## Texto fornecido
_____

Sem novas hidrelétricas nossos carros serão movidos por energia elétrica produzida com combustíveis importados, caros e poluentes

Por Ivo Pugnaloni (*)

O programa MOVER quer que os veículos sejam movidos por energia elétrica. Isso é muito bom.

Mas, antes de batermos palmas entusiasmadas vejamos se essa não é mais uma casca de banana no caminho do presidente Lula no importante setor da energia elétrica. Como a anulação da desoneração dos combustíveis no dia primeiro de janeiro de 2023 teria sido aumentando o preço de tudo já no primeiro dia do novo governo, com consequências certas no dia oito do mesmo mês.

A casca de banana é que, se continuarmos sem construir novas hidrelétricas, a energia dos carros elétricos vai ser produzida por usinas termelétricas usando óleo diesel, gasolina, carvão, óleo combustível ou gás natural. Porque sem novas hidrelétricas, não existe outra fonte de energia limpa para carregar as baterias desses carros de noite e de madrugada.

Assim, os novos e maravilhosos veículos elétricos no Brasil, servirão para emitir milhões de toneladas de gases de efeito estufa por dia nas usinas que os alimentam, na periferia das grandes cidades. A poluição sairá do centro e irá para a periferia. As quantidades de poluentes serão maiores devido às perdas em produzir energia com motores à explosão e não com geradores elétricos movidos por turbinas hidráulicas. Sem falar no preço oito vezes mais caro das termoelétricas com relação às hidrelétricas. E nem na sobrecarga dos sistemas de transmissão e distribuição que essa “transição ao contrário” vai provocar, ao criarmos dezenas de novos GW de carga para alimentar, de uma hora para a outra. A trapalhada é tanta que dá a impressão que não existe ninguém no planejamento do setor elétrico no governo federal. Afinal, decidindo sobre algo como mobilidade elétrica não estava nem mesmo o ministro de minas e energia na hora de assinar a papelada. Ou então, se existir alguém planejando, ele está planejando o caos. Pois não pensa no desenvolvimento sustentável nem nos consumidores de energia, mas apenas em esfolar vivos esses consumidores. Exatamente porque talvez entenda muito sobre como fazer isso sem chamar a atenção, com muita propaganda de margarina e sabonete.

_____

## Tarefas a fazer
**A)** No artigo sobre carros elétricos e hidrelétricas, quantas vezes mais caro é o preço das termoelétricas em relação ao das hidrelétricas?
**B)** Copie do artigo sobre carros elétricos e hidrelétricas o trecho que vai de "Mas, antes de" até "do mesmo mês.".

## Dados fornecidos

_____

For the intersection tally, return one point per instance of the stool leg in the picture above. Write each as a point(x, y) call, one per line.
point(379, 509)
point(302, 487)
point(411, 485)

_____

## Respostas
**A)** Oito vezes mais caro.

**B)**
Mas, antes de batermos palmas entusiasmadas vejamos se essa não é mais uma casca de banana no caminho do presidente Lula no importante setor da energia elétrica. Como a anulação da desoneração dos combustíveis no dia primeiro de janeiro de 2023 teria sido aumentando o preço de tudo já no primeiro dia do novo governo, com consequências certas no dia oito do mesmo mês.